** START OF Material for the task **

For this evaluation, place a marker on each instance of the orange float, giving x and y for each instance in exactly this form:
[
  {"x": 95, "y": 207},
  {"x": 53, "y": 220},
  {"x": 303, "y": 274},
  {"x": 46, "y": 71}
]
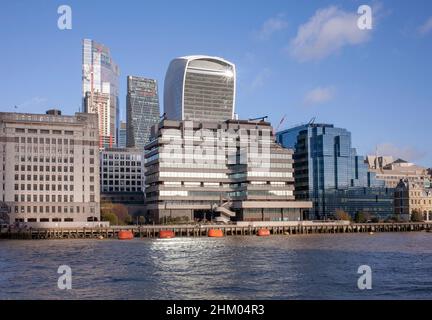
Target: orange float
[
  {"x": 263, "y": 232},
  {"x": 166, "y": 234},
  {"x": 215, "y": 233},
  {"x": 125, "y": 235}
]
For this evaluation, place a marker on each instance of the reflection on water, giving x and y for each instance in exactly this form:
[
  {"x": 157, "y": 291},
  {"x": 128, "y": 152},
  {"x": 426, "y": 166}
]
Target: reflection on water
[{"x": 278, "y": 267}]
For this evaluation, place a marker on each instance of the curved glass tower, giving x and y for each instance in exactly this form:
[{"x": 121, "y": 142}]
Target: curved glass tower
[
  {"x": 200, "y": 88},
  {"x": 100, "y": 90}
]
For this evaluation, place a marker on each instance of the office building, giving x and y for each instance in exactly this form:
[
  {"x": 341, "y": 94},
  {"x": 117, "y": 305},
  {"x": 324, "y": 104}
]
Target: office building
[
  {"x": 100, "y": 90},
  {"x": 411, "y": 197},
  {"x": 329, "y": 172},
  {"x": 230, "y": 170},
  {"x": 50, "y": 169},
  {"x": 200, "y": 88},
  {"x": 122, "y": 178},
  {"x": 142, "y": 110},
  {"x": 392, "y": 171},
  {"x": 122, "y": 135}
]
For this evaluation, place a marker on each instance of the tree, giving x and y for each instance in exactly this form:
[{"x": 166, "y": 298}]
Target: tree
[
  {"x": 122, "y": 213},
  {"x": 417, "y": 216},
  {"x": 342, "y": 215},
  {"x": 362, "y": 217},
  {"x": 109, "y": 216},
  {"x": 141, "y": 220}
]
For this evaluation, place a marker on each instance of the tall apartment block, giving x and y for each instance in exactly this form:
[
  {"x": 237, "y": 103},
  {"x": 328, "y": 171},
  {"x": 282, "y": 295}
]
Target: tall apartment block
[
  {"x": 100, "y": 90},
  {"x": 200, "y": 88},
  {"x": 329, "y": 172},
  {"x": 50, "y": 167},
  {"x": 142, "y": 110},
  {"x": 231, "y": 170}
]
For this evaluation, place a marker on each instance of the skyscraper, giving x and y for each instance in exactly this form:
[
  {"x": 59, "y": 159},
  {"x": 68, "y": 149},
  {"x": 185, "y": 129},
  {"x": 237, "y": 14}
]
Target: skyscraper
[
  {"x": 200, "y": 88},
  {"x": 99, "y": 79},
  {"x": 329, "y": 172},
  {"x": 142, "y": 110}
]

** END OF Material for the task **

Retype all the records shown above, character for character. Omit every picture.

For this evaluation, place a marker on each instance of the orange float, giving x and y for each instance in exactly this form:
[
  {"x": 95, "y": 207},
  {"x": 53, "y": 220},
  {"x": 303, "y": 274},
  {"x": 46, "y": 71}
]
Target: orange float
[
  {"x": 263, "y": 232},
  {"x": 166, "y": 234},
  {"x": 215, "y": 233},
  {"x": 125, "y": 235}
]
For this evaluation, place a marker on each instance of the reflection on water, giving x and y for each instance in exactly this form:
[
  {"x": 157, "y": 291},
  {"x": 128, "y": 152},
  {"x": 426, "y": 166}
]
Target: reflection on water
[{"x": 278, "y": 267}]
For this evaluation, place a marker on each instance of the curved glass tower, giving x and y for each instance in exactly this form:
[{"x": 121, "y": 142}]
Target: curved glass tower
[
  {"x": 200, "y": 88},
  {"x": 100, "y": 90}
]
For this evaluation, place a marker on each instance of the office building, giving x and y for each instance in exactly this form:
[
  {"x": 341, "y": 94},
  {"x": 117, "y": 305},
  {"x": 324, "y": 104}
]
Target: office building
[
  {"x": 100, "y": 90},
  {"x": 411, "y": 197},
  {"x": 329, "y": 172},
  {"x": 230, "y": 170},
  {"x": 50, "y": 169},
  {"x": 200, "y": 88},
  {"x": 122, "y": 178},
  {"x": 142, "y": 110},
  {"x": 392, "y": 171},
  {"x": 122, "y": 135}
]
For this evaluation, place a marker on each instance of the tree, giving x and y for each instance in exactly this form:
[{"x": 166, "y": 298}]
Target: tree
[
  {"x": 122, "y": 213},
  {"x": 417, "y": 216},
  {"x": 342, "y": 215},
  {"x": 362, "y": 217},
  {"x": 109, "y": 216},
  {"x": 141, "y": 220}
]
For this evaluation, place a marker on each instance of the tall apartment block, giving x and y for each instance in exactly this form:
[
  {"x": 237, "y": 103},
  {"x": 328, "y": 171},
  {"x": 282, "y": 295}
]
Target: tall apartment block
[
  {"x": 100, "y": 90},
  {"x": 200, "y": 88},
  {"x": 329, "y": 172},
  {"x": 50, "y": 167},
  {"x": 142, "y": 110},
  {"x": 231, "y": 170}
]
For this evaluation, place a marker on each instance of the skyscraper, giving x and y for each instance in exactly this form:
[
  {"x": 59, "y": 159},
  {"x": 68, "y": 149},
  {"x": 185, "y": 129},
  {"x": 237, "y": 14}
]
Target: skyscraper
[
  {"x": 200, "y": 88},
  {"x": 99, "y": 79},
  {"x": 329, "y": 172},
  {"x": 142, "y": 110}
]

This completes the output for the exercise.